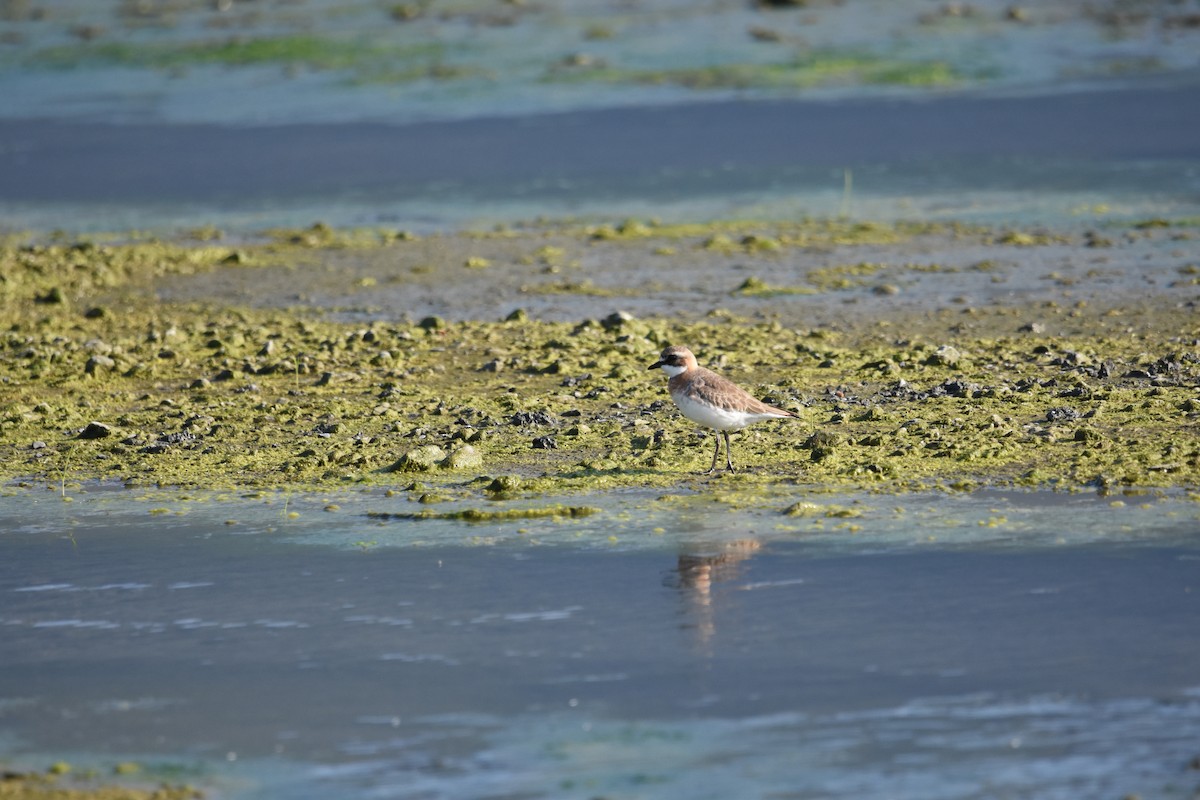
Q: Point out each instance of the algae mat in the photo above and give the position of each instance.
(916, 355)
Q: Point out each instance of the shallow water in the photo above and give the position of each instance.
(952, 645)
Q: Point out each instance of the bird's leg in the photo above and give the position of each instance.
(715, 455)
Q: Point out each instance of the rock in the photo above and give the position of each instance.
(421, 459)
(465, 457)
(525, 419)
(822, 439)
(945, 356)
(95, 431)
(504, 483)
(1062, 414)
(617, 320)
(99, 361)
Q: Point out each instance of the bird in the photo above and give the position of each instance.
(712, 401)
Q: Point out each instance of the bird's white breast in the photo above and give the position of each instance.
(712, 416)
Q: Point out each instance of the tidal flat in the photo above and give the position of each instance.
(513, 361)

----

→ DO THIS: Reproduce all of the rows above with every occurrence of "Point out" replaced by "Locate" and nothing else altered. Omit the pictures.

→ PROBLEM SOLUTION:
Q: Locate each instance of the algae mat in the photo above and give the position of each instance.
(916, 355)
Q: Locate each instance of the shallow water in the photo above and give the position of each instance.
(952, 645)
Q: Locate each instance of the bird's leg in the photo above and give the position of each instance.
(715, 455)
Q: Locate each instance of the rock in the photo above and give the position of each instance.
(421, 459)
(465, 457)
(525, 419)
(822, 439)
(945, 356)
(95, 431)
(504, 483)
(1062, 414)
(617, 320)
(99, 361)
Q: Locate each instance of the bird in the photo above and give the position of each instance.
(712, 401)
Q: Locate each instance of the bird's white breast in the photo above and give the position of each instance.
(712, 416)
Q: Locate each instance of the tidal flat in the photo above and give the position of each instance.
(513, 361)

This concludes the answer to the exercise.